Please copy the rows from the line that has "Each instance receives one keypoint. Mark the large" through the end of the rows, substituting "stony" for "rocky" and keeping everything else the same.
— Start WORKING DATA —
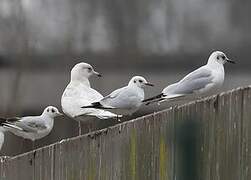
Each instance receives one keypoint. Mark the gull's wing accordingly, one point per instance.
(191, 83)
(108, 100)
(74, 97)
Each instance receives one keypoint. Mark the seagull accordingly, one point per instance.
(32, 127)
(79, 93)
(126, 100)
(204, 80)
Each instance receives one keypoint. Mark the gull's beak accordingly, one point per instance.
(149, 84)
(60, 114)
(96, 73)
(230, 61)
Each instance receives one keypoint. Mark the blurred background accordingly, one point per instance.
(162, 40)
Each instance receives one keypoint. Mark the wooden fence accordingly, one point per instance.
(208, 139)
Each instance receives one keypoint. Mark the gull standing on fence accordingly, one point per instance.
(32, 127)
(204, 80)
(125, 100)
(79, 93)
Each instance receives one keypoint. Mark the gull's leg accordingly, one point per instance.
(118, 118)
(79, 128)
(22, 145)
(33, 144)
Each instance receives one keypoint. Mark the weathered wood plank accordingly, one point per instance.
(209, 139)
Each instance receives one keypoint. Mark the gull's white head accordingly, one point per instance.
(219, 57)
(82, 70)
(139, 81)
(52, 112)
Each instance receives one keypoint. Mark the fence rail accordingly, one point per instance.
(206, 139)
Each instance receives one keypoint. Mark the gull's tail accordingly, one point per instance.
(161, 98)
(98, 105)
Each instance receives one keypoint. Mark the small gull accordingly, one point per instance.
(32, 127)
(126, 100)
(79, 93)
(204, 80)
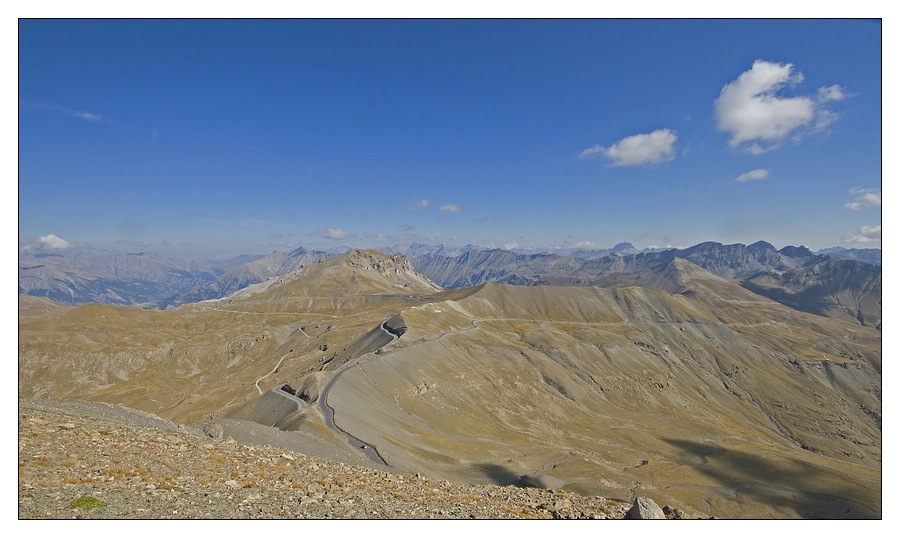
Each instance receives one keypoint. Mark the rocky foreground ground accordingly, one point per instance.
(75, 465)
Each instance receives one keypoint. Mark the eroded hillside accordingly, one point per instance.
(705, 396)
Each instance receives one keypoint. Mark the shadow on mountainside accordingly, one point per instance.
(502, 476)
(811, 491)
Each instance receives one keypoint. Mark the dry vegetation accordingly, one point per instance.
(711, 398)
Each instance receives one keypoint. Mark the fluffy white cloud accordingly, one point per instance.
(52, 242)
(863, 198)
(758, 118)
(865, 234)
(753, 175)
(638, 150)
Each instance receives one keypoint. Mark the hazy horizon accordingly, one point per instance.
(226, 137)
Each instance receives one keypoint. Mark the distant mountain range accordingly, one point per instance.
(835, 282)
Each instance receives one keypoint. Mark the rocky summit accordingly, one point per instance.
(354, 387)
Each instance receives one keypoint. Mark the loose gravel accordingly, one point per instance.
(75, 465)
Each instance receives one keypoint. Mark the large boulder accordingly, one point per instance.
(645, 508)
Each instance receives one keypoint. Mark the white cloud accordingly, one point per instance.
(332, 233)
(758, 118)
(831, 93)
(863, 198)
(753, 175)
(80, 114)
(638, 150)
(52, 242)
(865, 234)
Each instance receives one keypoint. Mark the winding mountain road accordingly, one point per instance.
(328, 412)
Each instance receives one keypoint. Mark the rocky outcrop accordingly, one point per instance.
(645, 508)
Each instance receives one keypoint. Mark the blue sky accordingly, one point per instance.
(198, 138)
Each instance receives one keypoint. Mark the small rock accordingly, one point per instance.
(213, 430)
— End WORKING DATA —
* _FINISHED ANSWER_:
Each instance receives one keypoint. Mark the large boulder accordingly, one point per instance.
(645, 508)
Each instance receives one keypoint. Mark the white cloud accordingly, one point per instance.
(332, 233)
(758, 118)
(831, 93)
(863, 198)
(753, 175)
(80, 114)
(638, 150)
(52, 242)
(865, 234)
Each instance receives one keypoint. Mark the winding mountain road accordingly, one point per instance.
(328, 412)
Each instance receives one keypoint. Mark the stony outcrop accordingly, one point per instance.
(645, 508)
Each instance receives one keypoint. Mark the blue sky accordingly, one point per instance.
(198, 138)
Each instance receives one keypoint. Mark the small rock accordingly, one point per instance.
(213, 430)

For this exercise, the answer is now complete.